Lay out every line of the records below as a numbered list, omitting blank lines.

* begin *

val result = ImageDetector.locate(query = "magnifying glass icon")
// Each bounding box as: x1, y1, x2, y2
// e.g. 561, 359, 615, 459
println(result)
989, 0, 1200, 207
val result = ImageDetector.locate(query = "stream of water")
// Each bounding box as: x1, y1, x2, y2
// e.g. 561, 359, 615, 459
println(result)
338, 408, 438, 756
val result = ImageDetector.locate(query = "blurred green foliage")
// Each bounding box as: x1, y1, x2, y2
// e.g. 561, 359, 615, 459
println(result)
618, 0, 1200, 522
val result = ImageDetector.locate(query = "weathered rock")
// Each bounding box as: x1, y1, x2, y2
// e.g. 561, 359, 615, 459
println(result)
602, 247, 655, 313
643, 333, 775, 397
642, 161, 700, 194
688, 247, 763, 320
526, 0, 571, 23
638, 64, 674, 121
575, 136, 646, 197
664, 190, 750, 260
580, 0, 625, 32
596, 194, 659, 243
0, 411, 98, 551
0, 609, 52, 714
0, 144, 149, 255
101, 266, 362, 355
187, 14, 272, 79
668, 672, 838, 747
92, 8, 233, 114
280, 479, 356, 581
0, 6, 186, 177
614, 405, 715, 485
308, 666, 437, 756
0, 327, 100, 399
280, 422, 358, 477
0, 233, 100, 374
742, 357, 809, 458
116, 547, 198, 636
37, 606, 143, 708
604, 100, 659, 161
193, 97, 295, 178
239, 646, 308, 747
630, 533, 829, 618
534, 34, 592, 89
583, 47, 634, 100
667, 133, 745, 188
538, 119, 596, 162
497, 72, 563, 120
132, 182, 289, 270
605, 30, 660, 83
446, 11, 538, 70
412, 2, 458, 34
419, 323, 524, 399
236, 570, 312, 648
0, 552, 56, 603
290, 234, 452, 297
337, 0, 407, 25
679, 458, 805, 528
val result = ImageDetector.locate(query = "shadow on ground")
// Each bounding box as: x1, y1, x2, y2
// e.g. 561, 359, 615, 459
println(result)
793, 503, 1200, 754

* end *

** SOLVED EXERCISE **
1. val result = ImageDetector.locate(query = "magnifying glass icon")
2. // Each bounding box as: x1, y1, x2, y2
3. // e.g. 561, 359, 615, 459
4. println(result)
5. 989, 0, 1200, 207
6. val result = ImageDetector.locate(query = "stream of water")
7. // Each bounding box as: x1, y1, x2, y2
8. // e.g. 561, 359, 615, 459
9. println(result)
10. 338, 408, 438, 756
11. val result = ImageDetector.locate(query = "blurred green foliage")
12. // Each bounding box as: x1, y1, x2, y2
13. // e.g. 561, 359, 615, 459
14. println(result)
15. 618, 0, 1200, 522
16. val result = ImageDetector.locate(query = "weathered rock")
17. // Each bounding box as: x1, y1, x2, y2
18. // e.g. 561, 359, 615, 459
19. println(result)
20. 602, 247, 655, 313
21. 643, 333, 775, 397
22. 642, 161, 700, 194
23. 688, 247, 763, 320
24. 526, 0, 571, 23
25. 638, 64, 674, 121
26. 575, 136, 646, 197
27. 664, 190, 750, 260
28. 580, 0, 625, 32
29. 596, 194, 659, 243
30. 0, 411, 98, 551
31. 0, 609, 52, 714
32. 0, 144, 149, 255
33. 101, 266, 362, 355
34. 187, 14, 272, 79
35. 668, 672, 838, 747
36. 92, 8, 233, 114
37. 280, 479, 356, 581
38. 0, 6, 186, 177
39. 614, 405, 715, 485
40. 308, 666, 437, 756
41. 0, 327, 100, 399
42. 280, 422, 358, 477
43. 0, 233, 100, 374
44. 742, 357, 809, 458
45. 116, 547, 198, 636
46. 37, 606, 143, 708
47. 604, 100, 659, 161
48. 193, 97, 295, 178
49. 239, 646, 308, 747
50. 630, 533, 829, 618
51. 534, 34, 592, 89
52. 583, 47, 634, 100
53. 667, 133, 745, 188
54. 538, 119, 596, 162
55. 497, 72, 563, 120
56. 132, 182, 289, 270
57. 605, 30, 660, 83
58. 446, 11, 538, 70
59. 412, 2, 458, 34
60. 419, 323, 524, 399
61. 236, 570, 312, 648
62. 0, 552, 56, 603
63. 290, 234, 452, 297
64. 337, 0, 407, 25
65. 679, 458, 805, 528
66. val result = ImageDetector.locate(query = "shadow on ground")
67. // Each bounding box as: x1, y1, x2, y2
68. // e.g. 561, 359, 615, 459
69. println(result)
70. 793, 503, 1200, 754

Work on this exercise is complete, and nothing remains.